Extracted records

_ _ _

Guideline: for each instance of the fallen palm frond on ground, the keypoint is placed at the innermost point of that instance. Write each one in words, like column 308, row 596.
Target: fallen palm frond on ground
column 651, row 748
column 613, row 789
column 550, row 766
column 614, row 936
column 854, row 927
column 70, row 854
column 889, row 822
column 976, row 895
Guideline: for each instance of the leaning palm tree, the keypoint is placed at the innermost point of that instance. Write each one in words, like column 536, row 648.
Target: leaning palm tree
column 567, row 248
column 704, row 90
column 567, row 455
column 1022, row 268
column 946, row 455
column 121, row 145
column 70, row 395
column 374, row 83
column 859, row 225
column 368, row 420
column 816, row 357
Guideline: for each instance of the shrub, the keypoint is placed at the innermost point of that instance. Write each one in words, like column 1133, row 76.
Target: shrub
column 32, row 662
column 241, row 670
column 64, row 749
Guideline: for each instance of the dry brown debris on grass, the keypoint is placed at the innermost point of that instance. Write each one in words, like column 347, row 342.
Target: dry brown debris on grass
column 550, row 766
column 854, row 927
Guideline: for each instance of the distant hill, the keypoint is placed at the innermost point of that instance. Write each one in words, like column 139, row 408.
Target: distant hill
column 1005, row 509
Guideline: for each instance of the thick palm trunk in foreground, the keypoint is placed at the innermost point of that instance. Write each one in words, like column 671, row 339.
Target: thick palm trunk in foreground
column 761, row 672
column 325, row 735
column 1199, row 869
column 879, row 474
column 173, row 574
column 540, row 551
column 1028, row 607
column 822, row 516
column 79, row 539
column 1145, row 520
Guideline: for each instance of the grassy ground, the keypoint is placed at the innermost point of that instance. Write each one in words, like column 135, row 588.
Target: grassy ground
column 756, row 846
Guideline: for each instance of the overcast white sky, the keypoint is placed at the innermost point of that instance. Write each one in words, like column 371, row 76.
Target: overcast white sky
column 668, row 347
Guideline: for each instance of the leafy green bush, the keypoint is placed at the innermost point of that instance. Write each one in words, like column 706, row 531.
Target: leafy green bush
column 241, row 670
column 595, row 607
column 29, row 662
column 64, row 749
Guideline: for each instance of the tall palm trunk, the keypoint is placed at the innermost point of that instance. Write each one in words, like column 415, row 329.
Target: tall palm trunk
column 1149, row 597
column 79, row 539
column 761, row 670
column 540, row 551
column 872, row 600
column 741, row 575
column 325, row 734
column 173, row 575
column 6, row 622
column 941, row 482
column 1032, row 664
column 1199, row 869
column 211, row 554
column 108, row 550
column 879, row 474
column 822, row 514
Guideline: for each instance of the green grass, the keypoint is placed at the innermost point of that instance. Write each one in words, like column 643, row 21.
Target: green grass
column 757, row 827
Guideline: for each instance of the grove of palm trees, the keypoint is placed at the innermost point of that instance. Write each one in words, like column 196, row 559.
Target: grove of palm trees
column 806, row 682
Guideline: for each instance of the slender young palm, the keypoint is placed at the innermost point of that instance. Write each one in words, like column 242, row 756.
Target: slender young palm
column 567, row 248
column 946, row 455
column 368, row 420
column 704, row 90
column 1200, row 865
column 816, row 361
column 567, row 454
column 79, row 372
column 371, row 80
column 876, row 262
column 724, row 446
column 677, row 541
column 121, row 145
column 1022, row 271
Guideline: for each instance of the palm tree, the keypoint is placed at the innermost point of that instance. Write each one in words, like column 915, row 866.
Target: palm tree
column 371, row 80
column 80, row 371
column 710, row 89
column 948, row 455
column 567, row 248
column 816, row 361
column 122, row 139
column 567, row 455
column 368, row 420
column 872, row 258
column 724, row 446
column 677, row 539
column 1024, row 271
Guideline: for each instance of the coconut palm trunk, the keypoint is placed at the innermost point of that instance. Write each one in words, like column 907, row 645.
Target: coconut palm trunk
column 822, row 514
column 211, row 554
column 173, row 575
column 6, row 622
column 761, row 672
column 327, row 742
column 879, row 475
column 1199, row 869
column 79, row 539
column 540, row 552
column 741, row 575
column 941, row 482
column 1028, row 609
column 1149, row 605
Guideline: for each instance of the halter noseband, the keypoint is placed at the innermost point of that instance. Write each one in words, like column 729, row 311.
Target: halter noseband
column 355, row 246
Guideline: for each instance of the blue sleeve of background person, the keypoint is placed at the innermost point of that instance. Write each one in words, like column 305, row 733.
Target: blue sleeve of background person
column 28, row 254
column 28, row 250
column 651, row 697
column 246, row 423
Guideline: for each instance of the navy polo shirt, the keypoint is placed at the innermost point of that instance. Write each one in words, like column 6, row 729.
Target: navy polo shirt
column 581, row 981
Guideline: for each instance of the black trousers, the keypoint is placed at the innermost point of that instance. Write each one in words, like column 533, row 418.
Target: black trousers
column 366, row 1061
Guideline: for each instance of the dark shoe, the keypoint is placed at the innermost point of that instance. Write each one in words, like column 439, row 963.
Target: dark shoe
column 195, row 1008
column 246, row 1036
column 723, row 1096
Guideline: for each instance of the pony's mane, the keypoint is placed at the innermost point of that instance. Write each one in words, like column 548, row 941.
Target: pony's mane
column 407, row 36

_ _ _

### Stated goal
Output the lines above with no changes.

### Task response
Guideline: for each instance of the fallen palm frond on ground, the keypoint is placed at the innermost point of that instance. Write each one in words, like column 308, row 596.
Target: fallen palm frond on ground
column 651, row 748
column 613, row 789
column 550, row 766
column 614, row 936
column 854, row 927
column 70, row 854
column 889, row 822
column 976, row 895
Guideline: for each instance of the leaning palm tree, the keypoint is placed at the innermost point of that instance. Write each one in words, like column 536, row 648.
Target: leaning palm tree
column 567, row 248
column 704, row 90
column 567, row 455
column 1022, row 268
column 946, row 455
column 121, row 145
column 70, row 395
column 374, row 83
column 859, row 225
column 368, row 420
column 816, row 357
Guideline: for each instance of the shrub, the keypoint is placed at the innermost point of that instance. Write each one in words, like column 1133, row 76.
Target: shrub
column 32, row 662
column 241, row 670
column 64, row 749
Guideline: for each instance of the dry brown debris on grass, the keypoint is placed at the innermost point of that instance. Write each one in words, like column 347, row 342.
Target: dry brown debris on grass
column 550, row 766
column 854, row 927
Guideline: for each instance of the distant hill, the keypoint is placed at the innermost point of that instance. Write each one in words, like column 139, row 408.
Target: distant hill
column 1005, row 509
Guideline: for each instance of the thick palm trunk in foreground, the keypoint is placed at the innermost point of that instance. Write each one in words, like column 671, row 339.
Target: thick palm trunk in foreground
column 761, row 672
column 325, row 735
column 1199, row 869
column 879, row 474
column 173, row 574
column 540, row 551
column 1028, row 607
column 822, row 516
column 79, row 539
column 1145, row 520
Guideline: for each instance of the grassy ground, the keypoint is placed at the innermost point of that instance. Write each one in words, like column 135, row 588.
Target: grassy ground
column 756, row 846
Guideline: for each instance of the overcast white sky, the keypoint is placed at the innermost point of that instance. Write each one in words, like column 371, row 76.
Target: overcast white sky
column 668, row 347
Guideline: for each instance of the leafy green bush, the keypoint is placed at the innermost point of that instance. Write each one in words, like column 706, row 531.
Target: leafy green bush
column 241, row 670
column 595, row 607
column 29, row 662
column 64, row 749
Guideline: for each instance of the tall palm trunk, the keypoint is placed at the innermost point of that instance. Write each one in words, like column 415, row 329.
Target: tall palm trunk
column 1149, row 597
column 79, row 539
column 761, row 670
column 540, row 551
column 872, row 600
column 741, row 575
column 325, row 734
column 173, row 575
column 6, row 622
column 941, row 482
column 1032, row 664
column 1199, row 869
column 211, row 554
column 108, row 550
column 879, row 474
column 822, row 514
Guideline: for each instance of the green grass, the keypoint is placed at the innermost point of that instance. Write each one in words, like column 643, row 21.
Target: green grass
column 757, row 827
Guideline: for each instance of the grove of palm trees, the keypoint is placed at the innermost point of that instance. Write each one in words, like column 196, row 559.
Target: grove of palm trees
column 806, row 682
Guideline: for each instance of the slender young palm, the keypoint is placed at the innermost point of that instance. Write each one in words, like column 242, row 756.
Target: slender young palm
column 567, row 248
column 946, row 455
column 368, row 420
column 704, row 90
column 1200, row 865
column 816, row 361
column 567, row 454
column 79, row 372
column 371, row 80
column 876, row 262
column 724, row 446
column 677, row 541
column 121, row 145
column 1022, row 271
Guideline: for each instance of the palm tree, the keypoint is placed at the innermost point of that instance. Write each one in words, like column 915, row 866.
Target: palm tree
column 371, row 80
column 80, row 371
column 710, row 89
column 948, row 455
column 567, row 248
column 816, row 361
column 122, row 139
column 567, row 455
column 368, row 420
column 872, row 258
column 724, row 446
column 677, row 539
column 1024, row 271
Guideline: for each instance of the coconut palm trunk, the keypoint is placed at the innermost point of that instance. Write each one in words, like column 907, row 645.
Target: coconut palm trunk
column 822, row 514
column 211, row 554
column 173, row 575
column 6, row 622
column 761, row 672
column 327, row 742
column 879, row 475
column 1199, row 869
column 79, row 539
column 540, row 552
column 741, row 575
column 941, row 482
column 1028, row 609
column 1149, row 605
Guideline: for each instance of the halter noseband, the keypoint is placed at the innermost point of that instance. Write each one in words, like column 729, row 311.
Target: halter noseband
column 355, row 246
Guideline: for each instance of the blue sleeve of background person, the keypoint is placed at the innermost point of that instance. Write each one in words, like column 305, row 733.
Target: blue sleeve of background person
column 28, row 254
column 28, row 250
column 651, row 697
column 246, row 423
Guideline: for each instance of the navy polo shirt, the keypoint is placed at the innermost point of that instance. Write each one in words, like column 6, row 729.
Target: navy polo shirt
column 581, row 981
Guideline: for each instance of the black trousers, the keypoint is placed at the innermost point of that instance. Write each one in words, like column 533, row 418.
Target: black trousers
column 366, row 1061
Guideline: for each instance of the dark shoe, the keypoint is placed at the innermost point of that instance. Write each one in words, like column 439, row 963.
Target: dark shoe
column 195, row 1008
column 246, row 1036
column 723, row 1096
Guideline: for each instance of the pony's mane, the keypoint is placed at the innermost point of that instance. Write each one in words, like column 548, row 941.
Target: pony's mane
column 407, row 36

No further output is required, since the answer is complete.